Requirements
Skip the pictures and quote all of the lines exactly.

Supplied information
____________________

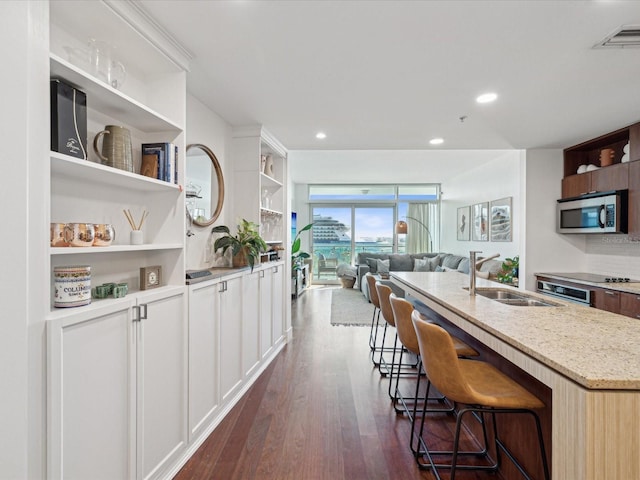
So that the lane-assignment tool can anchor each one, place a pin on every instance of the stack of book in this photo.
(160, 160)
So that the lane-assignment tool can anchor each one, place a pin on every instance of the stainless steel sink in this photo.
(516, 299)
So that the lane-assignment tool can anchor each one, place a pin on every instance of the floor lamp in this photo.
(402, 228)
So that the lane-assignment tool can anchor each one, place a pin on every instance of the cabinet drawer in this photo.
(630, 305)
(608, 300)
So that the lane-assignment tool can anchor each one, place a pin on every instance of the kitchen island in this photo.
(589, 359)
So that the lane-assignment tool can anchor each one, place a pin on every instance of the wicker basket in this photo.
(347, 282)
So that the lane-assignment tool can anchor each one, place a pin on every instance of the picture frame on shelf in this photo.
(150, 277)
(480, 223)
(501, 220)
(463, 224)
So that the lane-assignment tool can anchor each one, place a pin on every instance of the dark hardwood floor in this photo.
(319, 411)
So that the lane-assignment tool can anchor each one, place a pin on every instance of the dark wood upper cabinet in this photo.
(575, 185)
(614, 177)
(634, 199)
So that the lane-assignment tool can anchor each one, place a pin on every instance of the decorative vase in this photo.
(240, 259)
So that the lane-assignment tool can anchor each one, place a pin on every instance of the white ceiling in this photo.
(393, 74)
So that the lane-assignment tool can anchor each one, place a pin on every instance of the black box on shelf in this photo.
(68, 119)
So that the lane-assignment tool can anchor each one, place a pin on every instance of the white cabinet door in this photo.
(266, 311)
(91, 393)
(162, 381)
(204, 304)
(231, 304)
(250, 322)
(277, 312)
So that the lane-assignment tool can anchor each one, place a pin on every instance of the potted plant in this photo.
(297, 255)
(245, 246)
(509, 271)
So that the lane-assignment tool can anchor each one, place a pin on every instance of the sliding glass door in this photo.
(341, 232)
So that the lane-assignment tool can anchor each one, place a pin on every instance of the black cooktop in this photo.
(595, 278)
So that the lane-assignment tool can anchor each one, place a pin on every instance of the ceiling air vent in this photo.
(624, 37)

____________________

Expected answer
So that the lane-assignment tool can anchor each one, place a pin on every instance of the stack of book in this photo.
(160, 160)
So that the lane-assignment tool can anchor each one, place a pin on every instance of the stainless steel sink in this photo.
(516, 299)
So that the lane-assignment tool can anchor each one, place a pin on every instance of the floor lamp in this photo.
(402, 228)
So that the lane-assignment tool can anchor each one, place a pin on every instance of the cabinet drawer in this photo.
(630, 305)
(608, 300)
So that the lane-assignment tool can anchor each one, place a pin on every instance of the kitchen island in this photo.
(589, 359)
So that the lane-assignment tool can anchor each one, place a pin on every instance of the wicker basket in this photo.
(347, 282)
So that the lane-assignment tool can anchor each one, place a pin on every instance of the picture frame on shelf in this photo.
(150, 277)
(480, 223)
(501, 220)
(463, 224)
So that the lane-assignment tool can anchor each one, place a pin on every instance of the dark hardwood floor in this photo.
(319, 411)
So that the lane-assignment tool can anchor each one, place a pin on every instance of the dark wood upper cabinet in this photo.
(575, 185)
(614, 177)
(634, 199)
So that the lane-assignment tool can anchor each one, place a pin on every instance of the decorative vase in this photo.
(240, 259)
So that the lane-assignment tool can anchor each one, place a pin on every instance of the white ceiling in this photo.
(393, 74)
So that the lane-assignment tool can anchor each one, place a pin on every instance of the black box on shelf in this photo.
(68, 119)
So that the lane-assignment tool can anchor each one, place a pin on every instance of the white cabinet door in this photo.
(266, 311)
(91, 393)
(162, 381)
(204, 304)
(231, 304)
(250, 322)
(277, 312)
So that the lane-assignment tool can anchor each one, place a pin on every instance of the potted plant in this photo.
(297, 255)
(245, 246)
(509, 271)
So that the lane-assignment tool can anchor each one, place a pin on every instance of the sliding glass door in this photo.
(341, 232)
So that the lane-assignment tool can anchor each one, place a pin on every instance of the black cooktop in this photo.
(595, 278)
So that the lane-assignment tool can anchor each one, place a pin on every instance of the ceiling air vent in this photo.
(624, 37)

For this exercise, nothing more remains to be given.